Действительно, ингвеоны – это в первую очередь англы и саксы. Именно они дали начало «англо-саксонской цивилизации», процветающей и по сей день на территории Англии. Значительная часть франков (исторически иствеонов) обосновалась на территории позднейших Франции и Бельгии, где слилась с галло-римлянами, и вошла в состав формирующейся французской народности. Наконец, основная часть франков вместе с эрминонами (прежде всего швабо-алеманнами и баварами) составила немецкую народность, ставшую с ходом времени немецкой нацией. Вот об этих-то немцах и идет речь в знаменитом перечне народов, открывающем Повесть временных лет.
Как мы помним, земля в этом списке разделяется на уделы Сима, Хама и Иафета. О первых двух говорить здесь не будем; что же касается последнего, то в этом уделе «седять русь, чудь и вси языци: меря, мурома, весь, моръдва», с рядом других народов Восточной Европы. Перечень продолжают ляхи и пруссы, тяготеющие к «морю Варяжскому»; и, соответственно, давшие ему свое имя скандинавы-варяги, которые по сему морю сидят вплоть до «земли Агнянской» (то есть Английской). В заключение списка назван еще ряд народов, теперь уже исключительно Западной Европы, в число которых включены и «немци, корлязи».
Здесь нужно заметить, что немцами у нас исстари могли называть представителей любого чужого народа, говоривших «не по-нашему». Однако же постепенно это имя закрепилось лишь за одним германским народом, и именно тем, который мы называем немцами по сей день. В науке даже было высказано смелое предположение, что в самом словаре славянских языков сохранилось исконное противопоставление «немцы – славяне», и именно по тому признаку, что первые-де не обладают даром слова (они, так сказать, «немы»), вторые же им обладают вполне (то есть «владеют словом», и потому называют себя «слов-ене, слав-яне»).
Симметричность и простота этой гипотезы весьма привлекательны, она опирается на ряд источников, восходящих к XIV веку. Известно также, что ее придерживались некоторые видные слависты XIX века, включая самого Павла Шафарика. Том его «Славянских древностей» по сей день используется в славистике, служа многим исследователям как настольная книга. Однако же большинство современных ученых, по ряду достаточно весомых причин, не находят возможным принять высказанную гипотезу. Главнейшая из них состоит в том, что «славянский суффикс „-ĕn, – ĕnin, – janin“ всегда указывает на принадлежность к определенной местности, и что, следовательно, наименование словенин должно было быть образовано от названия местности (Слово?), названия, которое, к сожалению, нигде не встречается»[24]…
Наше внимание привлекает то, что в части, касающейся народов Прибалтики и северной Руси, летописец весьма обстоятелен. От его внимания не ускользают ни латгалы, ни ямь, ни «чудь заволочская». Что же касается немецкого народа, то здесь летописец, напротив, более чем краток: немцы входят в число народов, живущих на юг от Балтийского моря, и более ничем не примечательны.

• _Исходные материалы_:
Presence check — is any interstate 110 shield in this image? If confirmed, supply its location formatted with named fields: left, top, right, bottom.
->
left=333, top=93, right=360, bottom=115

• _Задания_:
1/ Ответьте по тексту о немцах в летописи на вопросы:
(а) На чьи уделы разделяется земля в перечне народов?
(б) Какой славист XIX века назван по имени среди сторонников гипотезы о противопоставлении «немцы – славяне»?
(в) Какие народы, по словам автора, не ускользают от внимания летописца?
2/ Выпишите из текста о немцах в летописи все народы, названные в цитате, которая начинается словами «седять русь».
3/ Продолжите текст о немцах в летописи после его последнего предложения.
Строки здесь никакой роли не играют.

• _Ответы_:
1/
(а) На уделы Сима, Хама и Иафета.
(б) Павел Шафарик.
(в) Латгалы, ямь и «чудь заволочская».

2/ Русь, чудь, меря, мурома, весь, моръдва.

3/
Такое впечатление подтверждается помещенным несколько ниже по тексту описанием пути «из греков в варяги» (и обратно). Маршрут начинается путешествием по Днепру, дальше по Ловоти, «великому озеру Ылмерь», оттуда по Волхову в другое «великое озеро» – Нево[25], и, наконец, в «море Варяжское». Казалось бы, дальше должно было следовать описание балтийского отрезка пути, земель в устье Вислы и Эльбы, Саксонии, а с нею, возможно, и иных немецких земель. Однако добравшись до «моря Варяжского» наш летописец теряет всякий интерес к детальному описанию маршрута, и ограничивает себя сухим замечанием, что-де по тому морю идут до Рима, а потом «ко Царюгороду».
Совершенно аналогично еще ниже по тексту Повести, в описании знаменитого путешествия апостола Андрея, читаем о том, как герой проповедует в Синопе и посещает Корсунь, плывет вверх по Днепру, осматривает местности, где позже будут поставлены города Киев и Новгород. После этого достаточно подробного описания с интересными отступлениями опять-таки сказано только, что апостол отправился «в Варяги», оттуда же прямо на Рим. Как видим, сам текст подводит нас к тому заключению, что немцы на Киевской Руси были известны, однако представлялись ее идеологам и политикам принадлежащими скорее периферии, нежели центру культурного мира.
Если с немцами в списке народов в общем все ясно, то имя «корлязи» произвело у исследователей некоторое замешательство. Разобрав ряд возможных вариантов, современная историческая наука пришла к той конъектуре, что в оригинальном тексте между словами «немци» и «корлязи» никакого знака препинания скорее всего не стояло. Соответственно, летописец имел в виду просто «немцев каролингских», решив так для точности назвать немцев, являвшихся подданными королей из династии Каролингов[26]. Для полного понимания этой ремарки нам придется совершить краткий экскурс в историю империи Каролингов и их преемников.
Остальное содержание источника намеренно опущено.